Some conversions are widening. For example, if I convert a SMALLINT to an 
INTEGER, there’s no possibility of data loss because every valid SMALLINT value 
has a corresponding INTEGER value.

The existence of widening conversions means that means that we can get by with 
fewer functions and operators. For example, there is no need to write a 
SUBSTRING function that takes SMALLINT arguments, because the version that 
takes INTEGER arguments works fine.

If we need to draw a line somewhere, it might make sense to treat widening 
conversions differently.

Julian


> On Mar 10, 2025, at 10:01 AM, Alessandro Solimando 
> <[email protected]> wrote:
> 
> For the custom equality I'd expect a few concrete implementations out of
> all the cartesian product of all data types, that's why I was suggesting to
> make the typing explicit with some custom functions with the right
> overloaded signatures.
> 
> What I wanted to say is that I agree that we might be overdoing with
> syntactical transformations, but I am not sure we can or should avoid
> supporting implicit casts.
> 
> On Mon, 10 Mar 2025 at 17:19, Mihai Budiu <[email protected]> wrote:
> 
>> If you have 20 different base types and you allow any pairwise
>> comparisons, then you have to consider 400 functions just for equality,
>> which decide what happens for every pair of types. Since Calcite supports
>> parameterized types (e.g., TIME(3)) and generic types (like arrays or
>> maps), the number of types supported is really unbounded.

(Point labeling dataset excerpts)
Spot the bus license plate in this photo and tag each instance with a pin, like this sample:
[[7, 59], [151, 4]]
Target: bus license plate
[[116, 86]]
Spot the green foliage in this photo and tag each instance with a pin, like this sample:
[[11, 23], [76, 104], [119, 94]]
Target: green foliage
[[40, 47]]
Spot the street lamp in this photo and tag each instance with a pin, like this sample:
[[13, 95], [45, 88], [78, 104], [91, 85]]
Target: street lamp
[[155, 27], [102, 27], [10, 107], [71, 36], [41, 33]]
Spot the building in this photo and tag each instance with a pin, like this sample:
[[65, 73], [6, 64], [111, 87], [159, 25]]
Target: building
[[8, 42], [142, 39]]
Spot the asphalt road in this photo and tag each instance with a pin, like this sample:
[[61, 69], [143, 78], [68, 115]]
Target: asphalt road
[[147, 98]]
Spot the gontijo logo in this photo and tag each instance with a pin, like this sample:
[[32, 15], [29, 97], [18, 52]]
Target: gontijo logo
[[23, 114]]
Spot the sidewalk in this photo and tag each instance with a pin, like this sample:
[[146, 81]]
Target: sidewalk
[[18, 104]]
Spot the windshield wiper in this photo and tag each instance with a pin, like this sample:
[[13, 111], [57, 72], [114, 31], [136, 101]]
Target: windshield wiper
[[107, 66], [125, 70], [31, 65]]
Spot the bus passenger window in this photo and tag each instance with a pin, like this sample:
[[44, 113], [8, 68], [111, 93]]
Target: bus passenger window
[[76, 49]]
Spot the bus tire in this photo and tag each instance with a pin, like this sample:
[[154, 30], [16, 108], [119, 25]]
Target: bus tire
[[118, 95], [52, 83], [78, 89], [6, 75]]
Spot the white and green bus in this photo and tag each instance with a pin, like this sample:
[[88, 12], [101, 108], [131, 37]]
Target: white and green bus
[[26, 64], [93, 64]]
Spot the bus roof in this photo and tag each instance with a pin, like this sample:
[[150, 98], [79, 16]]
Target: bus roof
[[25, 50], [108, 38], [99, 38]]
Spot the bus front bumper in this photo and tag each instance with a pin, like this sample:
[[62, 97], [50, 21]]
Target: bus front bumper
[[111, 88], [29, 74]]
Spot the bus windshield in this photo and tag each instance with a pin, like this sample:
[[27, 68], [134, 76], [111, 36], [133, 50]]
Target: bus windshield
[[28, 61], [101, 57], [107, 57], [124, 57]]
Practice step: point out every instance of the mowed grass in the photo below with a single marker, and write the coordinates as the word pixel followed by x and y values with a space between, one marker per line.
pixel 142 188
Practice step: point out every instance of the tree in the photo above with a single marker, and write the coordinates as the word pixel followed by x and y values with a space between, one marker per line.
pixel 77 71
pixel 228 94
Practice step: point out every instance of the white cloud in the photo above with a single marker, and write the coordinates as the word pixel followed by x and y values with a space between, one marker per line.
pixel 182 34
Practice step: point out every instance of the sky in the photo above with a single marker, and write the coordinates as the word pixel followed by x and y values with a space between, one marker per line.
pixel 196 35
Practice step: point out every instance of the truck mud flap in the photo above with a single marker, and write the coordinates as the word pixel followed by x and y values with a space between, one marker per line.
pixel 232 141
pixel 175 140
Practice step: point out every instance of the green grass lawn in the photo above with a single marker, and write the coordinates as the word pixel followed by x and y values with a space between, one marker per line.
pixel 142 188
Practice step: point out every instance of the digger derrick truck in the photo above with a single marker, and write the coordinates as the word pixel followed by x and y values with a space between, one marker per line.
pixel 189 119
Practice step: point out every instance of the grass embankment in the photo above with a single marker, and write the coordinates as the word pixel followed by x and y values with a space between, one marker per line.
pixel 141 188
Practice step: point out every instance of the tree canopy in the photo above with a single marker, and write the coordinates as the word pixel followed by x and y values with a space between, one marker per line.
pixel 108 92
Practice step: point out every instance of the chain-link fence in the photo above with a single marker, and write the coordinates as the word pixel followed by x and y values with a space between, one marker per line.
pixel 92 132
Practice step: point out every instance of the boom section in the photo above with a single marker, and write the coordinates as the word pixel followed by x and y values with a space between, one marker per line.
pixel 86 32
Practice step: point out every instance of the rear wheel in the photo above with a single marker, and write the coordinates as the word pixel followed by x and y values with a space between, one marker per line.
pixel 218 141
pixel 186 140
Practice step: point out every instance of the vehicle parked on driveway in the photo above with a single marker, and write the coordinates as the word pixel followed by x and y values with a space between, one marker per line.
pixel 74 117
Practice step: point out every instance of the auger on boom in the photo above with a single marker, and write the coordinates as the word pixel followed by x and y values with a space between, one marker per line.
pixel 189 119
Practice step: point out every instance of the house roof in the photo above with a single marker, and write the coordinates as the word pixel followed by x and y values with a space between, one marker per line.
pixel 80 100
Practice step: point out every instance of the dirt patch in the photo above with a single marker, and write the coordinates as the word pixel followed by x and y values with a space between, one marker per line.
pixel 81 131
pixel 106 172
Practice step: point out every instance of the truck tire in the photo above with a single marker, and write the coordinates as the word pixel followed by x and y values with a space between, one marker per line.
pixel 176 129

Directives —
[1] Quote the type conversion discussion word for word, giving everything from "Some conversions are" down to "corresponding INTEGER value.".
[2] Print the lines of the records verbatim, everything from the line containing "Practice step: point out every instance of the tree canopy" down to the line containing "pixel 186 140", with both of those lines included.

Answers for the exercise —
[1]
Some conversions are widening. For example, if I convert a SMALLINT to an 
INTEGER, there’s no possibility of data loss because every valid SMALLINT value 
has a corresponding INTEGER value.

[2]
Practice step: point out every instance of the tree canopy in the photo above with a single marker, and write the coordinates as the word pixel followed by x and y values with a space between, one marker per line.
pixel 108 92
Practice step: point out every instance of the chain-link fence in the photo above with a single marker, and write the coordinates as the word pixel followed by x and y values with a space between, one marker per line.
pixel 92 132
Practice step: point out every instance of the boom section in the photo above with a single marker, and write the coordinates as the word pixel followed by x and y values with a space between, one marker per line.
pixel 86 32
Practice step: point out every instance of the rear wheel in the photo above with a single marker, and write the coordinates as the word pixel followed by x and y values with a space between, one marker per line.
pixel 218 141
pixel 186 140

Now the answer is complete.